- Problem description
How many lines in the listing below contain the string "shoulder"? Reply with the number only.

## Begin Provided information

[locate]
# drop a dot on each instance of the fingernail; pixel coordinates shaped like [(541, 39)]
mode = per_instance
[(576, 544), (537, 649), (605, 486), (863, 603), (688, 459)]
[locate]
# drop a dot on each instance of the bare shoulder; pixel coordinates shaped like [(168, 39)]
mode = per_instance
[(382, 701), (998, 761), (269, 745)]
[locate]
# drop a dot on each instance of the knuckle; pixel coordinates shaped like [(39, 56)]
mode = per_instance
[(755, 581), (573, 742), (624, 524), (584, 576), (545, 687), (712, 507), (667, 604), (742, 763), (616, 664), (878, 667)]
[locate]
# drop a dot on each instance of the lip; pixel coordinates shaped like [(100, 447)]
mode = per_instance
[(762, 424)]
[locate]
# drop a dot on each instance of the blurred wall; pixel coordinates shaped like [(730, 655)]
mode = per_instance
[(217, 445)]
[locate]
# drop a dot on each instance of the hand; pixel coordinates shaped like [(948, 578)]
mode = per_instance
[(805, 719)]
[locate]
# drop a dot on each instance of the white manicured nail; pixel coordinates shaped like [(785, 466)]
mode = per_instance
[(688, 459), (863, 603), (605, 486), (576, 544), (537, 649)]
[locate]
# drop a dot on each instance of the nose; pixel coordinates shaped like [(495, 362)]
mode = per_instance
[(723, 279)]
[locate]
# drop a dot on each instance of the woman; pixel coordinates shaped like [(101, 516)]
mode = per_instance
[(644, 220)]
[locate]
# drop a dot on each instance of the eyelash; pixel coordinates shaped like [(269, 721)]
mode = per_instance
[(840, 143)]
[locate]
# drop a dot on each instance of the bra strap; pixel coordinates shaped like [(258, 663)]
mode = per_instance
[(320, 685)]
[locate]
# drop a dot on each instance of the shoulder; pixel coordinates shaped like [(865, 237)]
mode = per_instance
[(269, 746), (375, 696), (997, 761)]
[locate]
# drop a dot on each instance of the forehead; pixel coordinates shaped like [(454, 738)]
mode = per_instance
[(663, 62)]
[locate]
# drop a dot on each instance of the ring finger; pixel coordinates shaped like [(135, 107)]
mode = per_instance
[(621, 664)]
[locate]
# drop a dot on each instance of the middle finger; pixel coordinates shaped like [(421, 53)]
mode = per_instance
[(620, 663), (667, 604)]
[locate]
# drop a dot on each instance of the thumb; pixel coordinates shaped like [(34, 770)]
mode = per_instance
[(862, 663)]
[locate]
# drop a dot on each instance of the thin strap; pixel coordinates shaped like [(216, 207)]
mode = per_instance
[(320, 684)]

## End Provided information
## Begin Provided information

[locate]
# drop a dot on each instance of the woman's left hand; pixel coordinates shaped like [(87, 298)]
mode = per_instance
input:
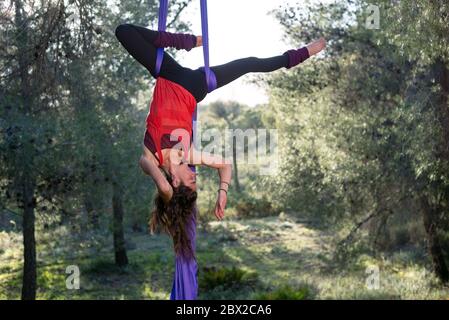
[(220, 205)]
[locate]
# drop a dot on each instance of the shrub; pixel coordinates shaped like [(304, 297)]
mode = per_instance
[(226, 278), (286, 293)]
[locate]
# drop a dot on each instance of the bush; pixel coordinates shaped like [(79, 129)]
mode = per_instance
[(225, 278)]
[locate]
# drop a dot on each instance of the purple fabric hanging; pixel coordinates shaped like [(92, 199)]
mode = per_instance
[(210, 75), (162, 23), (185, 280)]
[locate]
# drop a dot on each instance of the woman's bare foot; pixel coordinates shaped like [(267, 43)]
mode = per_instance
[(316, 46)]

## End Provided information

- Result for this task
2